### [READING PASSAGE]
_ _ _ _ _ _ _
Wednesday, 23 July 2014

Truth and Falsehood...

There is no moral or practical reason to believe that which is false or to ascribe tradition to impious customs. If a teaching is false then you should not believe in it. If a custom is ostensibly bad then you should not practise it. Furthermore, people have no right to profess false teachings or to defend impious customs. Christianity is true. Orthodox Christianity is the "truest" manifestation of Christianity, being that Church which has preserved true patristic episcopacy and theology down to our own times. Romanism is false. Its theology is rotten and its traditions are distorted. Because its teachings are false and its customs are evil, men have no right to profess Romanism. The same goes for any other religion.

There seems to be a fundamental dishonesty and treachery to religious integrity to say that other people have the right to maintain their erroneous beliefs unmolested in spite of true Christianity. Blurring the distinction between truth and falsehood for the sake of sparing somebody's feelings is a sin.

Monday, 21 July 2014

The evils of tolerance...

If tolerance of other peoples' false beliefs and customs were an Apostolick tenet then there'd be no Christian faith to-day. If St Paul had said to the Galatians, "oh you know, I respect your rights to carry out genital mutilation and to carry on adhering to the Law," what would be the state of the churches in Galatia? Or if the Synod of Whitby found that it had no right to impose orthodox Roman customs upon the Celts, what would be the state of Christianity in seventh century Northumbria? Or, speaking generally, what of evangalisation? Do Christians not have a duty to evangelise? What's the point of sending out missions to pagan villages if, upon arrival, they just say, "oh, we understand that you believe in pagan gods and human sacrifice; we believe in Jesus Christ, but we'll just agree to differ because we don't wish to cause offence to anybody." What a waste of time! Liberalism is completely incompatible with Christianity.
_ _ _ _ _ _ _
### [ENTRIES SUPPLIED]

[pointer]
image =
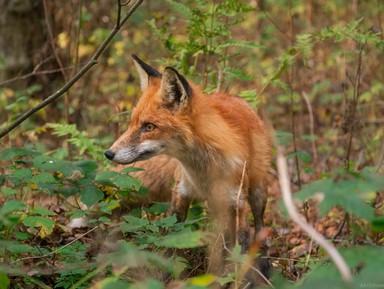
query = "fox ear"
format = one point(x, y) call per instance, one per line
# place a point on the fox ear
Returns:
point(146, 72)
point(176, 90)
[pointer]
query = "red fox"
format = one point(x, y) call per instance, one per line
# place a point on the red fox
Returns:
point(158, 176)
point(218, 141)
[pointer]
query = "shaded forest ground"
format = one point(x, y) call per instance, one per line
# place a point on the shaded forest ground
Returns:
point(312, 69)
_ _ _ _ _ _ _
### [TASKS TO CARRY OUT]
A) Using the blog entries above, decide for each statement whether the entries agree (yes or no), and quote the words that settle it.
(i) Orthodox Christianity is described as the Church that has kept true patristic episcopacy and theology up to the present.
(ii) People have the right to defend impious customs.
(iii) Liberalism fits well with Christianity.
B) Answer these short questions from the blog entries above, one per line.
(i) What date heads the entry titled "Truth and Falsehood..."?
(ii) What do the entries call blurring the distinction between truth and falsehood to spare somebody's feelings?
(iii) Which synod do the entries name?

### [RESPONSES FOR EACH TASK]
A)
(i) Yes: "being that Church which has preserved true patristic episcopacy and theology down to our own times"
(ii) No: "people have no right to profess false teachings or to defend impious customs"
(iii) No: "Liberalism is completely incompatible with Christianity."

B)
(i) Wednesday, 23 July 2014
(ii) A sin
(iii) The Synod of Whitby